§ **EXERCISE DESCRIPTION**:
Only the number is wanted: how many lines of the data contain "chair"?

Data excerpts
+++
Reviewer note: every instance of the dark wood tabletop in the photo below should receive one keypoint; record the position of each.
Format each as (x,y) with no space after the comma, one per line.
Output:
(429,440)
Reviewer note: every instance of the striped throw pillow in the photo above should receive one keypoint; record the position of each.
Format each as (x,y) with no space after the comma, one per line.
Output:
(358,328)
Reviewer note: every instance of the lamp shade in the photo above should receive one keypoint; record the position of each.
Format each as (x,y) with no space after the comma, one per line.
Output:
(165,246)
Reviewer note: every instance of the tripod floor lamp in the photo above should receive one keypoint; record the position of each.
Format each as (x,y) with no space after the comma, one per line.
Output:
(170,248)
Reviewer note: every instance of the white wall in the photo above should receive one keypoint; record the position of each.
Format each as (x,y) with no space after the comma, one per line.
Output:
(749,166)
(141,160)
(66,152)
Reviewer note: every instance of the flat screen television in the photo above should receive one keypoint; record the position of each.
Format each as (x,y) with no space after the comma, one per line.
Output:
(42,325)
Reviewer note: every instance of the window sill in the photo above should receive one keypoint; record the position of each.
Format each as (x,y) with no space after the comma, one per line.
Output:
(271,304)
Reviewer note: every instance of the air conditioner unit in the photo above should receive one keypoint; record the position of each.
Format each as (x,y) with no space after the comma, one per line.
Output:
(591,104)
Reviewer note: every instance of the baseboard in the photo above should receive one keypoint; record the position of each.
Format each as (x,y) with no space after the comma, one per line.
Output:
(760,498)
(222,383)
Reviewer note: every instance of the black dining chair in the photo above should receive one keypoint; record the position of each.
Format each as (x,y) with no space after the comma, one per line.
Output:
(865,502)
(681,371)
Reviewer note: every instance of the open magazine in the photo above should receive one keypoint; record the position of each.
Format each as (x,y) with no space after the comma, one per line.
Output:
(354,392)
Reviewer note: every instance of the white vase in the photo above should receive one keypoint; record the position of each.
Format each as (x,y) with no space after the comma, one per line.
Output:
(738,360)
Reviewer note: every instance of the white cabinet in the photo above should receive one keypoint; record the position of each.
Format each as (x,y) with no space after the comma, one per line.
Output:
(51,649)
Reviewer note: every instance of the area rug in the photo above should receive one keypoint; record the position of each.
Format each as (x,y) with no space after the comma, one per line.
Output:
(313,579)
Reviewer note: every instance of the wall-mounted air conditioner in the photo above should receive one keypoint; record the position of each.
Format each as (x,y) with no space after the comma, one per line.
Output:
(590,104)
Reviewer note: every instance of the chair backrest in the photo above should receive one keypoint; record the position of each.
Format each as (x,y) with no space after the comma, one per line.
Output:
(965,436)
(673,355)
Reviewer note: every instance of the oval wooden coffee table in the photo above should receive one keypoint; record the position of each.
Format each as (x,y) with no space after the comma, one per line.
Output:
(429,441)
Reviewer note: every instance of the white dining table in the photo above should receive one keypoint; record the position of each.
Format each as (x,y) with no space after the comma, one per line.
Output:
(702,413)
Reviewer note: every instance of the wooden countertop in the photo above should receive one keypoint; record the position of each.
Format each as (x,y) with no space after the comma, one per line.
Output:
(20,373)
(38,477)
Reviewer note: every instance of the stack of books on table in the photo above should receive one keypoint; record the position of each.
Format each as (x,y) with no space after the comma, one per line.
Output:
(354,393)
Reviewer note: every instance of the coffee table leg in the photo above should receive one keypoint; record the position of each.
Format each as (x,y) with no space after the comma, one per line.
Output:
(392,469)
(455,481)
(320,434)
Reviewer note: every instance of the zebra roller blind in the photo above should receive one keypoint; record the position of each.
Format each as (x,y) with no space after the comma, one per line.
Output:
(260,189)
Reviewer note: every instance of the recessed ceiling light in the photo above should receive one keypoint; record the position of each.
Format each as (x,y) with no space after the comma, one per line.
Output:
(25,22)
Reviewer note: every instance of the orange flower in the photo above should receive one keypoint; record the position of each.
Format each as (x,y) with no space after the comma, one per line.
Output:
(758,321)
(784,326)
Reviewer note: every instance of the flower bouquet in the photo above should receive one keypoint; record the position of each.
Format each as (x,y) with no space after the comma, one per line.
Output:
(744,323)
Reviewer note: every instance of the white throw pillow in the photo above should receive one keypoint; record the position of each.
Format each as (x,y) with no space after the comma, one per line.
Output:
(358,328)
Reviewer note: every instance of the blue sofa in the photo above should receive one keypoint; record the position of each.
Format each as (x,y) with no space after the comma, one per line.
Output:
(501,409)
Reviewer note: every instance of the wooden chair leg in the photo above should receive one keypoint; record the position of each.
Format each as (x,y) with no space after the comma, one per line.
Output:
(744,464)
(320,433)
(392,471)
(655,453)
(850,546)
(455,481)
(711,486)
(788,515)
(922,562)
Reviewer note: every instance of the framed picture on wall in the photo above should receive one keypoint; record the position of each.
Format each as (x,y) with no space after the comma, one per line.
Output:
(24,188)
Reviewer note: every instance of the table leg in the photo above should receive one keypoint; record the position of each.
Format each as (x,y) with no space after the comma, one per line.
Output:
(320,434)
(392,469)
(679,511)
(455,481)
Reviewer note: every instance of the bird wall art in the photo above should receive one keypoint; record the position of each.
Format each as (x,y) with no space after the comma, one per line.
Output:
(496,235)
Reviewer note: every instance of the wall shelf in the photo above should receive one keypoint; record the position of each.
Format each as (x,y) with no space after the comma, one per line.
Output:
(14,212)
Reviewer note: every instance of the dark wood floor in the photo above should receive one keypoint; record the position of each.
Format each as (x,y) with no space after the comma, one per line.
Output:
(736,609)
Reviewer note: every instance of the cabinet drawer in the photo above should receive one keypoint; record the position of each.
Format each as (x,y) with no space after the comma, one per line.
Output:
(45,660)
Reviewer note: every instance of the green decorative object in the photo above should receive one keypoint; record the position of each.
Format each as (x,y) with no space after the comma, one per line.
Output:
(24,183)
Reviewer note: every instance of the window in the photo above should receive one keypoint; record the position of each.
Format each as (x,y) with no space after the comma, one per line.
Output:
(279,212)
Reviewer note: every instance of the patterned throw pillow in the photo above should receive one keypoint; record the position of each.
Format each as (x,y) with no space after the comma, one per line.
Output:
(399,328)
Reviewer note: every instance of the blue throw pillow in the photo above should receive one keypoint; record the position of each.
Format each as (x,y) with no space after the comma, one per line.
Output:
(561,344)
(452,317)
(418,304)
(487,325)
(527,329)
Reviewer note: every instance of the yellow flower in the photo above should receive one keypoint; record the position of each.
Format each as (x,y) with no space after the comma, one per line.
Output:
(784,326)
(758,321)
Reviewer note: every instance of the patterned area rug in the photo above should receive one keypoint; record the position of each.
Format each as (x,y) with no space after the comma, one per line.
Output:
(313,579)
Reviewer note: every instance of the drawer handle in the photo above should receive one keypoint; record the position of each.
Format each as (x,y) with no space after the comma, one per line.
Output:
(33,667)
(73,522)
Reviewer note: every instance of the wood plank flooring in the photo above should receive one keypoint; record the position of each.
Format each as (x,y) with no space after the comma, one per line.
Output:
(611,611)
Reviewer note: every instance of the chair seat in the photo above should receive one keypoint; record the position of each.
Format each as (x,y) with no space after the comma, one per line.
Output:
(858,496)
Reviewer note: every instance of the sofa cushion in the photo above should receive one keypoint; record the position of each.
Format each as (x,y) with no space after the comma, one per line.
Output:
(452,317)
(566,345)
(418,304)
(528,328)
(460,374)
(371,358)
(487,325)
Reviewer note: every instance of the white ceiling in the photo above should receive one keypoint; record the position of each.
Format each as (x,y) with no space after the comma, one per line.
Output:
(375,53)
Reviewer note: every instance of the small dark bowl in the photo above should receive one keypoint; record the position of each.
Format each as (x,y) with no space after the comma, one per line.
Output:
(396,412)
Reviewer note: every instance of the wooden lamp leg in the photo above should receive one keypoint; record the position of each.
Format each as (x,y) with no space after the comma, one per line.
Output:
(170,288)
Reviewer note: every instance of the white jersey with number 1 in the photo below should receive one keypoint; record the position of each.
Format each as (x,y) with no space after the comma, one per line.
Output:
+++
§ **COMPLETED TASK**:
4